What I researched the most was working conditions inside a shipping company such as UPS and FedEx. I was surprised at how many YouTube videos exist on this subject! Watching them, I was able to see what workers wore, where they stood in relationship to the conveyer belts, how they spoke, what their attitudes were, and so on.
This research helped me to envision Rowan’s work environment and how she functioned in it. I hope all my future novels include video research!
Q: How was the book’s title chosen, and what does it signify for you?
A: I’ve often said that I don’t choose my titles, that they arrive at the front door the same time the plot and characters do. That is true of most of my other books, and it’s true of Exit Velocity also. The title arrived in my consciousness as soon as I knew I wanted to write this book.
I realize that this might not be a satisfying answer, so I’ll try to explain why the title arrived immediately.
First, I knew I would be setting the novel in Bridgeport, home of the Chicago White Sox. Because I’m a baseball fan, I’m familiar with the concept of exit velocity: the speed at which the batted ball comes off the bat and leaves the field of play and maybe the stadium. A fastball that is especially hard hit can have an exit velocity of 120 mph, indicating that the batter has really turned the ball around.
The conditions forced upon the working class by the ruling class must be turned around if we are to save ourselves and the world from destruction.
In the scene in which Rowan is speaking to a crowd in the Pilsen neighborhood, she seeks to give them hope by saying that the turnaround of all that we suffer (poverty, lack of proper health care, inadequate school systems, racism, wars, genocide, the destruction of the rainforest, the polluting of the ocean and the environment) could be turned around at lightning speed, much the way a batter turns around a fastball.
That is what the title signifies to me — that there is hope for ending all these evils, definitively and permanently. I want to give readers hope.
Q: The writer Sara Paretsky said of the novel, “If you love Octavia Butler, you'll enjoy Exit Velocity.” What do you think of that comparison?
A: I’m highly honored by having my book compared to those of Octavia Butler. There are large differences between her writing and mine, but there is one great similarity, and I intuit that similarity is the reason Sara Paretsky made the comparison.
Butler created fully developed and complex worlds set on other planets in other times with other living creatures far more advanced in thought, action, and capabilities than are humans. I’m thinking of Dawn, for example.
All my fiction is set in the real world, the here and now. The fact that an alien parrot visits my world is an aberration more than a convention. In this regard, Butler and I are very different.
A reader could always expect another brilliant science fiction work from Butler. From me, a reader never knows what to expect: baseball? mystery? working-class conflict? I have to say, that’s partly because when I decide what to write next, I never consider genre.

TASK OBJECTIVE – In the interview about Exit Velocity, what sufferings does Rowan list when she tells the crowd in Pilsen that they could be turned around at lightning speed? The material after this point comes from a separate, unrelated source.

STORED DATA –
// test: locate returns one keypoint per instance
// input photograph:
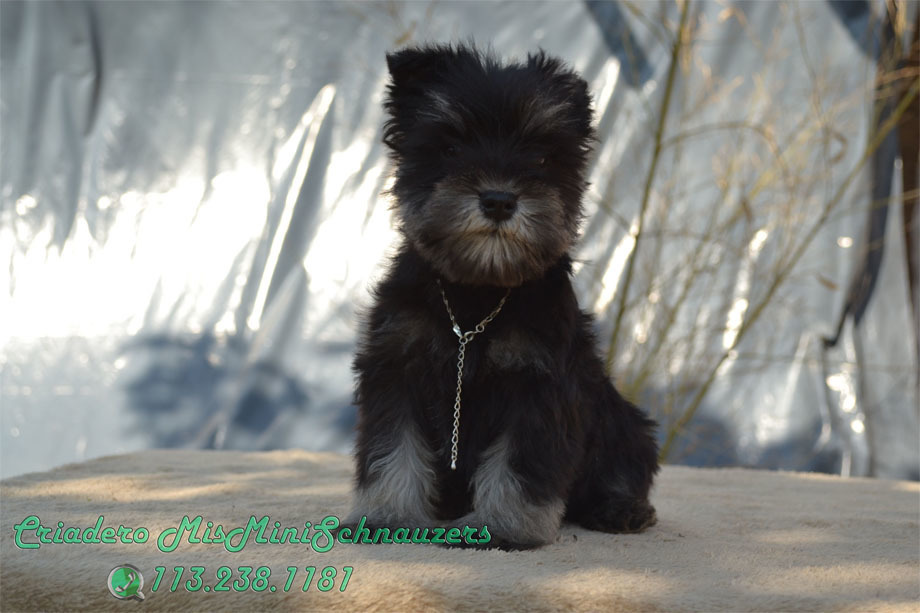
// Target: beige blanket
(733, 540)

FINAL RESULT –
- Poverty
- Lack of proper health care
- Inadequate school systems
- Racism
- Wars
- Genocide
- The destruction of the rainforest
- The polluting of the ocean and the environment